● **SET OF TASKS**
1/ Reproduce verbatim the portion of the passage on combined therapy for genitourinary cancers starting at "Despite advances in" and ending at "of our patients...".
2/ List every question that the passage on combined therapy for genitourinary cancers poses.
3/ Write the next part of the passage on combined therapy for genitourinary cancers, continuing after its final sentence.

● **TEXT UNDER STUDY**
Despite advances in surgery and radiotherapy, many genitourinary cancers recur after primary therapy. In the US, cancer is now the leading cause of death, surpassing cardiovascular disease. Single treatment modalities have limited capacity to optimize cure and minimize morbidity. In many cases, combined therapy can downstage locally advanced tumors to make radical resection feasible, improve local control and reduce distant metastases after radical surgery in high-risk patients. For one urologic cancer after another, multimodal treatment strategies have emerged as therapeutic options. How important are they? When should combined therapy be considered? Should urologists consult other specialists to help identify options and develop treatment plans?

Combined therapy holds great potential for prolonging life and improving the wellbeing of our patients...

Testicular cancers offer an instructive model. Forty years ago surgery (orchiectomy followed by retroperitoneal lymph node dissection) was the only effective therapy for nonseminomatous germ cell tumors. With the development of highly effective, cisplatin-based combination chemotherapy in the late 1970s, many oncologists declared the era of surgery for testicular cancer over; they argued that these cancers should be treated in the same way as lymphomas. As time passed, late recurrences of cancer in the retroperitoneum and elsewhere confirmed that complete retroperitoneal lymph node dissection is necessary in most patients, despite the response to chemotherapy. Today, surgery and chemotherapy are combined judiciously to achieve the greatest chance of long-term survival.

● **DATA PROVIDED**
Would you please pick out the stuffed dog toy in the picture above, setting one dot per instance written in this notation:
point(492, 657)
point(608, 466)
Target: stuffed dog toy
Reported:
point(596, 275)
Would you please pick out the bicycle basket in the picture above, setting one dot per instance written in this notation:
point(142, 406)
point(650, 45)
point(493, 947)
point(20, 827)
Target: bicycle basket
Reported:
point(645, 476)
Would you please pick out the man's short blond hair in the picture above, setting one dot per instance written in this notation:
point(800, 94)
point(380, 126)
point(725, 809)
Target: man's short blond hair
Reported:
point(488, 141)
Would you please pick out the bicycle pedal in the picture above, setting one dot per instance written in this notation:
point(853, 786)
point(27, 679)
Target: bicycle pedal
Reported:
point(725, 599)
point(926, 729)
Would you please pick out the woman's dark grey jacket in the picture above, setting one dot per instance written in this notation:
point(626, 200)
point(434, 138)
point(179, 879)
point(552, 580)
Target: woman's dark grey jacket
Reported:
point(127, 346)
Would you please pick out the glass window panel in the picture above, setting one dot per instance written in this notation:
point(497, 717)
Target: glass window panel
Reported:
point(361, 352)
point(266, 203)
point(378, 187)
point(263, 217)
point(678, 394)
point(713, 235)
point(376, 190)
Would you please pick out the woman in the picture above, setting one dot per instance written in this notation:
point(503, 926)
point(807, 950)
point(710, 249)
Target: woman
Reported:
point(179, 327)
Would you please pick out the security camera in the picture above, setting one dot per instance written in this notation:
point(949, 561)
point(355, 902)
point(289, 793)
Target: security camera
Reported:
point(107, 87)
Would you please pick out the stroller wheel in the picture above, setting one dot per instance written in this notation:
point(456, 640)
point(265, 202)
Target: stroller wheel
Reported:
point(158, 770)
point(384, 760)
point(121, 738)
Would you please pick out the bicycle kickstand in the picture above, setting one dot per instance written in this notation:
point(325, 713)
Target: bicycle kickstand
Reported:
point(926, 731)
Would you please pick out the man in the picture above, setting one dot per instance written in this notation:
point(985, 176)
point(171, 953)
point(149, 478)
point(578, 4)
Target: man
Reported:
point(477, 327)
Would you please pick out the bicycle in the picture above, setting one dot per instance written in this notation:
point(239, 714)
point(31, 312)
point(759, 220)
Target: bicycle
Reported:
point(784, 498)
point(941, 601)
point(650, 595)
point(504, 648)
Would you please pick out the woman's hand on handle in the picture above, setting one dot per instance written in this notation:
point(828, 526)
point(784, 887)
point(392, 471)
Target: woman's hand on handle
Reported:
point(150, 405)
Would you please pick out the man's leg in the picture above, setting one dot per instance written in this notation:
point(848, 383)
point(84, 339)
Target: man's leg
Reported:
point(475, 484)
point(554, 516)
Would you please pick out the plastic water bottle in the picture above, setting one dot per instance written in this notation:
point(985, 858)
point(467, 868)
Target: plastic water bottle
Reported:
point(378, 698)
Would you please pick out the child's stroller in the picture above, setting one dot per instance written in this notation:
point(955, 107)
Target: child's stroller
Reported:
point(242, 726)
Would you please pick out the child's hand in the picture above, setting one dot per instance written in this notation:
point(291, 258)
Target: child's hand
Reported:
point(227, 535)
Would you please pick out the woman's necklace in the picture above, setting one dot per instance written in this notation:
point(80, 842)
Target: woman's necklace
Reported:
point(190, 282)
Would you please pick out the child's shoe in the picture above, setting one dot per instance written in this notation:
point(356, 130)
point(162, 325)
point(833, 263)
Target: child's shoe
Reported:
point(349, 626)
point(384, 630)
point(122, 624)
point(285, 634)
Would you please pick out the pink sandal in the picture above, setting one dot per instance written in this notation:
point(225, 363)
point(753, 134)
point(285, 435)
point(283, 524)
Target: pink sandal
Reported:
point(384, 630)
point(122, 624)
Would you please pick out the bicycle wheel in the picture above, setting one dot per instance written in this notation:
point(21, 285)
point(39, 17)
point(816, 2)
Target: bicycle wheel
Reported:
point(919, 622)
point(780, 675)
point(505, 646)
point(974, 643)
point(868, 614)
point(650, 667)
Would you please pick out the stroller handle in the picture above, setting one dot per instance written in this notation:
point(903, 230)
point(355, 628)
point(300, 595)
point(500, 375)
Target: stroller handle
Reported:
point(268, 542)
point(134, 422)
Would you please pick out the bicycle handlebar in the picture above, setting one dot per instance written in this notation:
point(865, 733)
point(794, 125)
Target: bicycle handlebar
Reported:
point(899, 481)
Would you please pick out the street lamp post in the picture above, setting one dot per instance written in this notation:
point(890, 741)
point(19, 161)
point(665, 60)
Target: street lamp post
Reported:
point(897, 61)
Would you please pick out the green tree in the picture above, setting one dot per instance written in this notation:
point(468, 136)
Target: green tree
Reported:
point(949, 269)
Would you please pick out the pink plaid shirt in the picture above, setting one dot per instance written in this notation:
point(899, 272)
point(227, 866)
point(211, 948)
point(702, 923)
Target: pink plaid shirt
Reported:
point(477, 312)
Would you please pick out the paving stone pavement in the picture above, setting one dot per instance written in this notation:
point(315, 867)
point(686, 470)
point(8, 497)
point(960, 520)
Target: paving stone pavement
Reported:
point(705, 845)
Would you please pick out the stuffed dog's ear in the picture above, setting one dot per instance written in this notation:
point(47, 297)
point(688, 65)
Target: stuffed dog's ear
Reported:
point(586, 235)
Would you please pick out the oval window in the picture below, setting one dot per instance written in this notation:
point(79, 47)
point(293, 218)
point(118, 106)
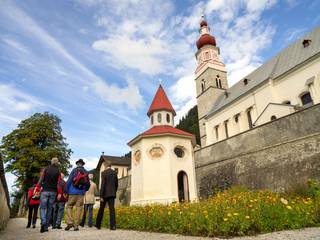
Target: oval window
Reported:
point(159, 117)
point(179, 152)
point(168, 118)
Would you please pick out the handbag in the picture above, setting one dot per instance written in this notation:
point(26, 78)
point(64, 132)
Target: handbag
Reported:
point(36, 195)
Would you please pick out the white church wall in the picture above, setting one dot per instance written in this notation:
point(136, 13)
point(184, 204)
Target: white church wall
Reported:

● **ANSWERS TO THIS EXERCISE**
1/
Despite advances in surgery and radiotherapy, many genitourinary cancers recur after primary therapy. In the US, cancer is now the leading cause of death, surpassing cardiovascular disease. Single treatment modalities have limited capacity to optimize cure and minimize morbidity. In many cases, combined therapy can downstage locally advanced tumors to make radical resection feasible, improve local control and reduce distant metastases after radical surgery in high-risk patients. For one urologic cancer after another, multimodal treatment strategies have emerged as therapeutic options. How important are they? When should combined therapy be considered? Should urologists consult other specialists to help identify options and develop treatment plans?

Combined therapy holds great potential for prolonging life and improving the wellbeing of our patients...

2/
- How important are they?
- When should combined therapy be considered?
- Should urologists consult other specialists to help identify options and develop treatment plans?

3/
Urologists frequently treat superficial bladder cancer with transurethral resection followed by intravesical chemotherapy or bacillus Calmette–Guérin immunotherapy. However, many patients with invasive bladder cancer do not receive adjuvant chemotherapy before or after radical cystectomy. Prospective randomized trials have clearly documented the survival advantage of neoadjuvant chemotherapy followed by cystectomy, and adjuvant chemotherapy provides similar benefits. Nevertheless, it appears from national registry data that many eligible patients do not receive chemotherapy. While patients make their own medical decisions, a face-to-face consultation with a medical oncologist before cystectomy may alter a patient's perception of the risks and benefits of chemotherapy and lead to more frequent acceptance of a multimodal treatment plan.

The management of kidney cancer has been revolutionized by the frequent detection of incidental masses, the development of minimally invasive surgery, and the discovery of systemic biologic agents that target the molecular pathways that drive the tumor. Truly effective systemic therapy for kidney cancer is finally available, and clinical trials have also demonstrated the benefit of nephrectomy in selected patients with metastases. An important challenge over the next decade will be to develop multimodal treatment strategies for kidney cancer that combine systemic, local and regional therapy to achieve much better cure rates with tolerable morbidity.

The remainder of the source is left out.